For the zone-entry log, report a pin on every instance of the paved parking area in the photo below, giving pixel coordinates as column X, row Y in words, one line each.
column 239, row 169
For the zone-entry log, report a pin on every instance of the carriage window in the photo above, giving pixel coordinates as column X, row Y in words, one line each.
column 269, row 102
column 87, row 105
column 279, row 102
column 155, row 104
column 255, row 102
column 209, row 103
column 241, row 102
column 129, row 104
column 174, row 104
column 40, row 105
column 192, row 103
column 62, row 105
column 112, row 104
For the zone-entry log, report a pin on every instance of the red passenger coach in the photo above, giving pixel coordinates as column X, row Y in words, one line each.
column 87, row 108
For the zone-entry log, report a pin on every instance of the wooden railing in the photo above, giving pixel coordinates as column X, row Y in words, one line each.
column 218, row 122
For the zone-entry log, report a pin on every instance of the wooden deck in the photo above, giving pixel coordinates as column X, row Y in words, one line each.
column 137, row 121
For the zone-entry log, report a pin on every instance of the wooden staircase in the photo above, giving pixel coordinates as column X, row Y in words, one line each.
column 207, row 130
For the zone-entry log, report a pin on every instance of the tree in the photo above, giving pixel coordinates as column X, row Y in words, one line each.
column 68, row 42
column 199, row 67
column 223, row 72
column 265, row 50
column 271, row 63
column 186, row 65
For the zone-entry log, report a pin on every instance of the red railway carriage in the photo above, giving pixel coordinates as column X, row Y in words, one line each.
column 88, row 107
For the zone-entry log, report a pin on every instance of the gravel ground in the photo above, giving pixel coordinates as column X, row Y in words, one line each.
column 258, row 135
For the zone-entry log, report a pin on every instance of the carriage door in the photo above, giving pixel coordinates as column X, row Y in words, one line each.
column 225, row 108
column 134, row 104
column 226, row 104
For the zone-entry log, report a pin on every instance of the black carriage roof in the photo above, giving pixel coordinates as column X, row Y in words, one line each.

Exercise requirements.
Please rewrite the lines from the one with "the red passenger" to the one with "column 218, row 122", changing "pin" to "marker" and leaving everything else as it is.

Task answer.
For the zone-entry log, report a marker on every instance of the red passenger coach in the photo above, giving pixel coordinates as column X, row Y in words, one line each.
column 87, row 108
For the zone-entry log, report a marker on every instance of the wooden railing in the photo above, giving pixel coordinates as column X, row Y in words, one line each.
column 218, row 122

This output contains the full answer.